**SELECTED PASSAGE:**
□ □ □ □
And, indeed, the Lapides Terminales (that is, "land-marks,") were esteemed sacred; so that whoever dared to move, or plough up, or transfer them to another place, his head became devoted to the Diis Terminalibus, and it was lawful for any body to kill him.

And further, though they did not sacrifice the lives of animals to those stones, because they thought that it was not lawful to stain them with blood; yet they offered wafer made of flour to them, and the first fruits of corn, and the like: and upon the last day of the year, they always observed festivals to their honour, called Terminalia.

QUESTIONS FOR EXAMINATION.

How are the Satyrs represented?

How are the Fauns represented, and what are they called by the country-boors?

What does history say of Faunus?

How did he obtain his name?

Who was Priapus, and where was he born?

How is he represented, and for what is the sickle in his hand?

Why was he called Hellespontiacus?

Where is his image placed?

What is Aristaus's employment?

What did he invent?

Why was he called Nomius?

What is the story of Euridice?

How did Terminus derive his name?

What was his statue?

What is said of the Lapides Terminales?

What did the ancients offer as sacrifices to these stones?

CHAPTER XIV.

THE GODDESSES OF THE WOODS.

DIANA.

HERE comes a goddess, taller than the other goddesses, in whose virgin looks we may ease our eyes, which have been wearied with the horrid sight of those monstrous deities. Welcome, Diana! your hunting habit, the bow in your hand, and the quiver full of arrows, which hang down from your shoulders, and the skin of a deer fastened to your breast, discover who you are, Your behaviour, which is free and easy, but modest and decent; your gar ments, which are handsome and yet careless, show that you are a virgin. Your name indicates your modesty and honour.
□ □ □ □
**WRITTEN REQUEST 1:** Shift every coordinate in the entries by -135, and write out again the lines starting with the line containing "Pest-scouting request: tag the flower" and going on through the end of the entries, requests included.
The mythology passage and the entries after it have no connection to each other.
□ □ □ □
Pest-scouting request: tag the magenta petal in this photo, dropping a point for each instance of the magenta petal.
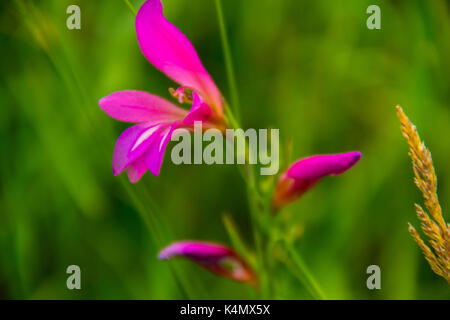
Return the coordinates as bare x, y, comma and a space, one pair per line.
315, 167
306, 172
155, 152
213, 257
140, 106
131, 145
172, 53
200, 111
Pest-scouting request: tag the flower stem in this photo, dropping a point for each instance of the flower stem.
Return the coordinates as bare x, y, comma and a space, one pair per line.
228, 60
131, 7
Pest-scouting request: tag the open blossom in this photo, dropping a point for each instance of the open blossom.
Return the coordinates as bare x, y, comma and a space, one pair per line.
213, 257
142, 146
305, 173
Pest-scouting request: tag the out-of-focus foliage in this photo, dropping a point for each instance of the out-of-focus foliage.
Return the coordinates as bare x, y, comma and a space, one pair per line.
310, 68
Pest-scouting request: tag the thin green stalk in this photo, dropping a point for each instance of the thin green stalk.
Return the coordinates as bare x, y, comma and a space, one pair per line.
228, 60
304, 274
131, 7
□ □ □ □
**WRITTEN REQUEST 2:** Repeat word for word the part of the mythology passage starting with "What is Aristaus's" and going on through "the Lapides Terminales?".

**RESPONSE 1:**
Pest-scouting request: tag the flower stem in this photo, dropping a point for each instance of the flower stem.
Return the coordinates as bare x, y, comma and a space, one pair per line.
93, -75
-4, -128
Pest-scouting request: tag the open blossom in this photo, dropping a point for each instance of the open blossom.
Return the coordinates as bare x, y, comma and a space, one pair per line.
78, 122
7, 11
170, 38
Pest-scouting request: tag the out-of-focus foliage in this photo, dropping a point for each instance of the out-of-focus foliage.
Return the coordinates as bare x, y, comma and a space, one pair per line.
175, -67
Pest-scouting request: tag the thin green stalk in this photo, dropping a point for each instance of the thin green stalk.
Return the coordinates as bare x, y, comma and a space, one pair per line.
93, -75
169, 139
-4, -128

**RESPONSE 2:**
What is Aristaus's employment?

What did he invent?

Why was he called Nomius?

What is the story of Euridice?

How did Terminus derive his name?

What was his statue?

What is said of the Lapides Terminales?